• [What needs to be done] Print each of the following rows verbatim.

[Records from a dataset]
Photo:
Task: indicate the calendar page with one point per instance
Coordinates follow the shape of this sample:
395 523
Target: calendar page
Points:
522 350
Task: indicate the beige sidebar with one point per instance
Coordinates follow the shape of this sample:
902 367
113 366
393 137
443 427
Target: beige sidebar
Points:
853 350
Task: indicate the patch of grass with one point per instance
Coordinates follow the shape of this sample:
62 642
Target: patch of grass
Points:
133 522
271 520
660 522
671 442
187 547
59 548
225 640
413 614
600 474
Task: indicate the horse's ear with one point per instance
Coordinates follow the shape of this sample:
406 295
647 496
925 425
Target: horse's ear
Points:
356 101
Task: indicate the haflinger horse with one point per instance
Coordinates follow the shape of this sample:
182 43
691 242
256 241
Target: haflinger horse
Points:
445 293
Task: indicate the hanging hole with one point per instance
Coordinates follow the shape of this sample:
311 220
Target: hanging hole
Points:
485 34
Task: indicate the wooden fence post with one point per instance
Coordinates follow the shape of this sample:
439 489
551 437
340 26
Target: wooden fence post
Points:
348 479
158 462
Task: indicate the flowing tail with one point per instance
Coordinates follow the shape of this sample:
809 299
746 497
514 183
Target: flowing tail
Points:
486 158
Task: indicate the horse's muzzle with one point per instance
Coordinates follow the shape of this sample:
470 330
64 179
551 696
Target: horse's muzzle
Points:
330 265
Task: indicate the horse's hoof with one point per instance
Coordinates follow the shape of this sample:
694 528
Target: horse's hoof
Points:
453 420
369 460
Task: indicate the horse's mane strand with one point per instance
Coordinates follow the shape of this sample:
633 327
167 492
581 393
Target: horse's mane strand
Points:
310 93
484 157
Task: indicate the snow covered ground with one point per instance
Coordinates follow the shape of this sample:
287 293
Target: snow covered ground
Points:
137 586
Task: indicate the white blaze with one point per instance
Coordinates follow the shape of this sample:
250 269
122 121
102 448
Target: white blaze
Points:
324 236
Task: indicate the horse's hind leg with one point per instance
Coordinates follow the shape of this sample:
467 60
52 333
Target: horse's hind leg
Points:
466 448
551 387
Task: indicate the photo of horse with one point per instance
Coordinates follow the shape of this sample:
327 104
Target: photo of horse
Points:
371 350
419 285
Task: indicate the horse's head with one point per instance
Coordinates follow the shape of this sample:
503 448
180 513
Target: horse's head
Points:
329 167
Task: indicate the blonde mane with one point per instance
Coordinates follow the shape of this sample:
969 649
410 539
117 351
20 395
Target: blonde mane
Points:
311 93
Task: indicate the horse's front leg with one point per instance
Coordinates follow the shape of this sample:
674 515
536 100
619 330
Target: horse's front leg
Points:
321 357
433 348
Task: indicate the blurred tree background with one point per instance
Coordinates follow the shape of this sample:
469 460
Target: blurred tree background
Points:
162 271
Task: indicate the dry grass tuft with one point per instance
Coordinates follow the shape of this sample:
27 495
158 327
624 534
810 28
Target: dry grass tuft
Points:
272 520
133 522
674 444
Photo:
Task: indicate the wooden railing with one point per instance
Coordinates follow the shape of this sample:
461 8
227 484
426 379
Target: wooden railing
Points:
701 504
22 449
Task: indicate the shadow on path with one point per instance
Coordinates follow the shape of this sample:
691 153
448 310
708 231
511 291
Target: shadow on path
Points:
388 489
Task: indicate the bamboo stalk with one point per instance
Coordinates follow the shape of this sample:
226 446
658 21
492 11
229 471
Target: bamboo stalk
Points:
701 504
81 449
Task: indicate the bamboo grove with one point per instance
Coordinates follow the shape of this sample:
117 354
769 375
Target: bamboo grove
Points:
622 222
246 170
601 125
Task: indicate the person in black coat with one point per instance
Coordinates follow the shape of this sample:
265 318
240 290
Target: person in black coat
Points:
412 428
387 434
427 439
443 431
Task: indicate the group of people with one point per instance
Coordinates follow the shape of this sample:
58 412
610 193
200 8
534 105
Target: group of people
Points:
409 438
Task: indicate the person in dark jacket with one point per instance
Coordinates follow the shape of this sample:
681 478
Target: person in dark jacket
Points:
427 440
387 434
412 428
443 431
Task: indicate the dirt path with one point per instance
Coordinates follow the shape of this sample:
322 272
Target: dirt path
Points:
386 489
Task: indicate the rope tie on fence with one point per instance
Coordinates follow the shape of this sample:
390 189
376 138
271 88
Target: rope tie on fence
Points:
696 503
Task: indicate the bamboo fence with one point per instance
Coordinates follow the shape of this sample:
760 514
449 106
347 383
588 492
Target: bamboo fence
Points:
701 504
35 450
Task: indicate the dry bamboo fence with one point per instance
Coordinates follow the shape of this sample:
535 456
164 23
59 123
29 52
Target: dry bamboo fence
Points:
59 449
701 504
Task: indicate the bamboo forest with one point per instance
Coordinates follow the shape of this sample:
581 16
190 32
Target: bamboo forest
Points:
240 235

• [Exercise result]
Photo:
Task: indicate the calendar page with one point per instance
Coordinates follow the shape of this sample:
395 523
Target: calendar page
Points:
522 350
Task: indicate the beige sidebar with one point per instance
Coordinates follow the shape of this sample:
902 367
113 366
393 137
443 427
Target: beige sidebar
Points:
853 350
Task: indicate the patch of grass with one point per instance
Coordinates follow the shape of this sample:
62 642
Target: patch of grass
Points:
133 522
271 520
660 522
671 442
187 547
59 548
225 640
413 614
600 474
Task: indicate the horse's ear with one point per instance
Coordinates follow the shape of this sample:
406 295
647 496
925 425
Target: horse's ear
Points:
356 101
Task: indicate the haflinger horse with one point per instance
Coordinates follow the shape of this sample:
182 43
691 242
256 241
Target: haflinger horse
Points:
445 293
Task: indicate the hanging hole with one point per instance
Coordinates follow the shape of this sample:
311 220
Target: hanging hole
Points:
485 34
Task: indicate the wooden fence post with one point per instance
Coordinates follow the shape of this sample:
439 489
551 437
340 26
Target: wooden fence post
Points:
348 479
158 462
Task: indicate the flowing tail with one point per instance
Coordinates follow the shape of this sample:
809 299
746 497
514 183
Target: flowing tail
Points:
486 158
Task: indicate the horse's muzzle with one point per instance
Coordinates follow the shape of this sample:
470 330
64 179
551 696
Target: horse's muzzle
Points:
330 265
Task: indicate the horse's hoof with one point per instance
Coordinates follow the shape of this sample:
694 528
Target: horse's hoof
Points:
453 420
369 460
Task: indicate the horse's mane strand with one point per instance
Coordinates follow the shape of this sample:
633 327
167 492
581 393
Target: horse's mane strand
Points:
310 93
484 157
Task: indicate the snow covered ground with one point per instance
Coordinates follow the shape of this sample:
287 293
Target: snow covered ground
Points:
137 586
Task: indicate the white blaze with one point per instance
Coordinates follow the shape of this sample:
250 269
122 121
102 448
Target: white blaze
Points:
324 236
Task: indicate the horse's hind leg with one point per instance
Coordinates follow the shape of this sample:
467 60
52 333
Target: horse's hind leg
Points:
466 448
551 387
Task: indicate the photo of horse with one point per instance
Coordinates follow the shape of this sample:
327 104
Target: photo of horse
Points:
371 350
419 285
Task: indicate the horse's head with one point per instance
Coordinates follow the shape of this sample:
503 448
180 513
Target: horse's head
Points:
329 167
Task: indicate the blonde mane with one point per instance
Coordinates follow the shape of this sample:
969 649
410 539
117 351
20 395
Target: blonde mane
Points:
311 93
Task: indicate the horse's front leg with one point per instance
Coordinates follow the shape of this sample:
674 515
536 100
619 330
Target: horse's front leg
Points:
321 357
433 348
Task: indicate the blurred tree background with one point per instance
Coordinates follow the shape of this sample:
469 460
Target: blurred tree background
Points:
162 271
Task: indicate the dry grass tuft with one point per instance
Coordinates follow the shape of this sample:
27 495
158 327
624 534
810 28
Target: dry grass tuft
Points:
272 520
133 522
674 444
Photo:
Task: indicate the wooden railing with one point per instance
Coordinates follow the shape of this sample:
461 8
227 484
426 379
Target: wooden railing
Points:
701 504
22 449
Task: indicate the shadow on path with one point per instance
Coordinates follow the shape of this sample:
691 153
448 310
708 231
511 291
Target: shadow on path
Points:
388 489
Task: indicate the bamboo stalk with one point per instance
Coordinates follow the shape of this sample:
226 446
658 21
492 11
229 471
Target: bamboo stalk
Points:
701 504
81 449
Task: indicate the bamboo grove with one point per instance
Coordinates follow the shape of this sample:
117 354
769 375
Target: bamboo grove
Points:
622 222
246 170
601 125
Task: indicate the person in black coat with one point per instance
Coordinates follow the shape of this sample:
265 318
240 290
Target: person in black coat
Points:
412 428
387 434
427 439
443 431
Task: indicate the group of people with one point per instance
Coordinates follow the shape of this sample:
58 412
610 193
200 8
534 105
Target: group of people
Points:
409 438
Task: indicate the person in dark jacket with one point per instance
Coordinates follow the shape of this sample:
681 478
Target: person in dark jacket
Points:
427 440
387 434
412 428
443 431
Task: indicate the dirt path with one point per instance
Coordinates follow the shape of this sample:
322 272
Target: dirt path
Points:
386 489
Task: indicate the rope tie on fence with one point per instance
Coordinates follow the shape of this sample:
390 189
376 138
271 88
Target: rope tie on fence
Points:
696 503
Task: indicate the bamboo fence with one point per instance
Coordinates follow the shape of this sample:
760 514
449 106
347 383
588 492
Target: bamboo fence
Points:
701 504
35 450
Task: indicate the dry bamboo fence with one point per instance
Coordinates follow the shape of this sample:
535 456
164 23
59 123
29 52
Target: dry bamboo fence
Points:
59 449
701 504
Task: indicate the bamboo forest with one point per instance
Coordinates follow the shape of this sample:
581 16
190 32
Target: bamboo forest
Points:
240 235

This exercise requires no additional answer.